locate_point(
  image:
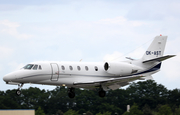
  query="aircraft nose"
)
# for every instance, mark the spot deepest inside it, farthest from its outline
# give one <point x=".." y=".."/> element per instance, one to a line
<point x="7" y="77"/>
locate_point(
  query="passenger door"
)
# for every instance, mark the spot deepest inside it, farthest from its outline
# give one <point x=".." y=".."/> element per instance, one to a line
<point x="55" y="72"/>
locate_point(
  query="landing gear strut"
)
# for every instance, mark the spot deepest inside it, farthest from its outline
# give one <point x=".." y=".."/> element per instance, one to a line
<point x="71" y="93"/>
<point x="102" y="93"/>
<point x="18" y="91"/>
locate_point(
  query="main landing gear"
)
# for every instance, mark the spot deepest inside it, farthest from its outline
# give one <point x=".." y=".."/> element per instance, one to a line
<point x="102" y="93"/>
<point x="71" y="93"/>
<point x="18" y="91"/>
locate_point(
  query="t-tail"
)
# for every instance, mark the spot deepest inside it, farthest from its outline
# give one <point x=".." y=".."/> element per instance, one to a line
<point x="156" y="50"/>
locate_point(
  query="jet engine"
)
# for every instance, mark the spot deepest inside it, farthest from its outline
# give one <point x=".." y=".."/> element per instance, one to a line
<point x="120" y="68"/>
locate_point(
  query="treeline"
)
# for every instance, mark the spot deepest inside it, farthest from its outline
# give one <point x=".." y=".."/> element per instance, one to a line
<point x="148" y="97"/>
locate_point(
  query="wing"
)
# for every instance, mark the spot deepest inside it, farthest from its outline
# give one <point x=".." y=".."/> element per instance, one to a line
<point x="159" y="59"/>
<point x="112" y="83"/>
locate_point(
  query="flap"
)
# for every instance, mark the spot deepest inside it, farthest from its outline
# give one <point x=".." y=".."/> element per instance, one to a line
<point x="159" y="59"/>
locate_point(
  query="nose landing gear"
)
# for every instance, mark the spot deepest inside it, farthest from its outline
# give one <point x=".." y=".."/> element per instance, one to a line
<point x="71" y="93"/>
<point x="18" y="91"/>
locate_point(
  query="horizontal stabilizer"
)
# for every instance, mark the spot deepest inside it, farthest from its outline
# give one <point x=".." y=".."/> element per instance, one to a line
<point x="159" y="59"/>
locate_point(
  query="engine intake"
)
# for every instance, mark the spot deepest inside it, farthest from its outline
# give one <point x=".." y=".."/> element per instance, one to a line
<point x="120" y="68"/>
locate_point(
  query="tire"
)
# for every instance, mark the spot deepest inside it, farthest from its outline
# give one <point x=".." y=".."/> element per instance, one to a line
<point x="18" y="92"/>
<point x="71" y="94"/>
<point x="102" y="93"/>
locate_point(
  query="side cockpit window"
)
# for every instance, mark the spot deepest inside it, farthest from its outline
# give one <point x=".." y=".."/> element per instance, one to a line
<point x="40" y="67"/>
<point x="29" y="66"/>
<point x="35" y="67"/>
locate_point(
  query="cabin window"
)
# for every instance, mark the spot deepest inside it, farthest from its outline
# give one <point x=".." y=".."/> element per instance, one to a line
<point x="35" y="67"/>
<point x="78" y="67"/>
<point x="70" y="67"/>
<point x="40" y="67"/>
<point x="62" y="67"/>
<point x="96" y="68"/>
<point x="86" y="68"/>
<point x="29" y="66"/>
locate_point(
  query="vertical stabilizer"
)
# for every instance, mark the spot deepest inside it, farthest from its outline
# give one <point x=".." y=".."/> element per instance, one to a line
<point x="156" y="49"/>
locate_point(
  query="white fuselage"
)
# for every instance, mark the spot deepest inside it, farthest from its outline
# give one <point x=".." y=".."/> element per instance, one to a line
<point x="64" y="73"/>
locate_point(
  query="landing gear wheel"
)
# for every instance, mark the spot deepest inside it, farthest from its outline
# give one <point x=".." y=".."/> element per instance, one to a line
<point x="102" y="93"/>
<point x="71" y="94"/>
<point x="18" y="92"/>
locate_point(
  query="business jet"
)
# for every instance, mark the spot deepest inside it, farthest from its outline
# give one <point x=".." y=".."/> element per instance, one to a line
<point x="92" y="75"/>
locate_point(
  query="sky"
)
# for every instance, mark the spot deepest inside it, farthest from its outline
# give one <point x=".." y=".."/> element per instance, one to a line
<point x="91" y="30"/>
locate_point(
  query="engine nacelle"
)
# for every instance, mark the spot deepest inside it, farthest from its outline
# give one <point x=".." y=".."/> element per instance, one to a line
<point x="120" y="68"/>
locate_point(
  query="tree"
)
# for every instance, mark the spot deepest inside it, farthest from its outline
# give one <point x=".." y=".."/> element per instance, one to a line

What to work on =
Without the pictures, restate each entry exactly.

Response to this exercise =
locate_point(
  image:
  query="aircraft nose"
)
# for every instance, mark the spot deepest inside it, farthest from its outline
# give one <point x=".." y=".."/> element per instance, one to a line
<point x="7" y="77"/>
locate_point(
  query="passenger door"
)
# for every instance, mark the spot deepest inside it, farthest from its outline
# give one <point x=".." y=".."/> element per instance, one to a line
<point x="55" y="72"/>
locate_point(
  query="landing gear strut"
)
# for every instance, mark the spot deepest inside it, farthest from its outline
# give one <point x=".." y=".."/> element per instance, one to a line
<point x="71" y="93"/>
<point x="102" y="93"/>
<point x="18" y="91"/>
locate_point(
  query="main landing gear"
)
# for every instance, mark the spot deepest inside it, farthest from its outline
# give one <point x=".." y=".."/> element per instance, one to a line
<point x="102" y="93"/>
<point x="71" y="93"/>
<point x="18" y="91"/>
locate_point(
  query="t-tail"
)
# for every instance, mark the spot deepest inside it, farthest from its outline
# give one <point x=".." y=".."/> element per instance, one to a line
<point x="156" y="50"/>
locate_point(
  query="jet engine"
)
# for every instance, mark the spot deepest inside it, farthest from its outline
# give one <point x=".." y=".."/> element per instance, one to a line
<point x="120" y="68"/>
locate_point(
  query="treeline"
)
# for every instance, mark the spot deepest inside it, farthest from its outline
# give one <point x=".." y=".."/> element per instance, one to a line
<point x="148" y="97"/>
locate_point(
  query="wing"
)
# for every instance, mark the spot deepest inside it, farthest from its outline
# give one <point x=".." y=".."/> element per instance, one to a line
<point x="159" y="59"/>
<point x="112" y="83"/>
locate_point(
  query="flap"
)
# for every instance, mark the spot deepest inside it, farthest from its outline
# give one <point x=".." y=".."/> element per instance, one to a line
<point x="159" y="59"/>
locate_point(
  query="nose landing gear"
)
# for every instance, mark the spot deepest inside it, farthest from its outline
# give one <point x=".." y=".."/> element per instance, one to a line
<point x="71" y="93"/>
<point x="18" y="91"/>
locate_point(
  query="horizontal stabilizer"
)
# for every instance, mark the spot deepest inside it, farthest from its outline
# give one <point x=".." y=".."/> element per instance, one to a line
<point x="159" y="59"/>
locate_point(
  query="engine intake"
)
# for every instance, mark the spot deepest inside it, farthest from its outline
# give one <point x=".." y=".."/> element per instance, one to a line
<point x="120" y="68"/>
locate_point(
  query="tire"
)
# for every instance, mark the spot deepest inside it, farthest from its outline
# give one <point x=".." y=".."/> element per instance, one to a line
<point x="18" y="92"/>
<point x="71" y="94"/>
<point x="102" y="93"/>
locate_point(
  query="side cockpit window"
)
# for every instance, mark the spot deepest inside it, farthest from its outline
# give one <point x=".." y=".."/> element per instance, one to a line
<point x="40" y="67"/>
<point x="29" y="66"/>
<point x="35" y="67"/>
locate_point(
  query="cabin window"
)
# for every instance, mark the spot deepest inside it, farthest from its outline
# give one <point x=".." y=".."/> element per instance, one to a line
<point x="35" y="67"/>
<point x="78" y="67"/>
<point x="70" y="67"/>
<point x="40" y="67"/>
<point x="62" y="67"/>
<point x="96" y="68"/>
<point x="86" y="68"/>
<point x="29" y="66"/>
locate_point(
  query="vertical stabilizer"
)
# for every instance, mark the spot deepest inside it, farthest from its outline
# give one <point x=".." y=".."/> element per instance, one to a line
<point x="156" y="49"/>
locate_point(
  query="white fuselage"
)
# for every instance, mark the spot deepest inside it, farthest from its outline
# give one <point x=".." y=".."/> element per instance, one to a line
<point x="64" y="73"/>
locate_point(
  query="landing gear wheel"
)
# for every instance, mark the spot deepest inside it, farthest from its outline
# give one <point x=".." y=".."/> element per instance, one to a line
<point x="102" y="93"/>
<point x="71" y="94"/>
<point x="18" y="92"/>
locate_point(
  query="business jet"
)
# for every instance, mark the spot deepest inside it, farthest from its outline
# give one <point x=".." y=".."/> element per instance, one to a line
<point x="92" y="75"/>
locate_point(
  query="sky"
)
# for every instance, mark the spot deepest inside it, farthest from its outline
# give one <point x=".." y=".."/> element per instance, one to a line
<point x="91" y="30"/>
locate_point(
  query="engine nacelle"
)
# for every instance, mark the spot deepest inside it, farthest from its outline
# give one <point x=".." y=".."/> element per instance, one to a line
<point x="120" y="68"/>
locate_point(
  query="tree"
)
# for every instance, mark the spot deepest inside it, farthest from its outline
# give one <point x=".." y=".."/> element per instance, one to a line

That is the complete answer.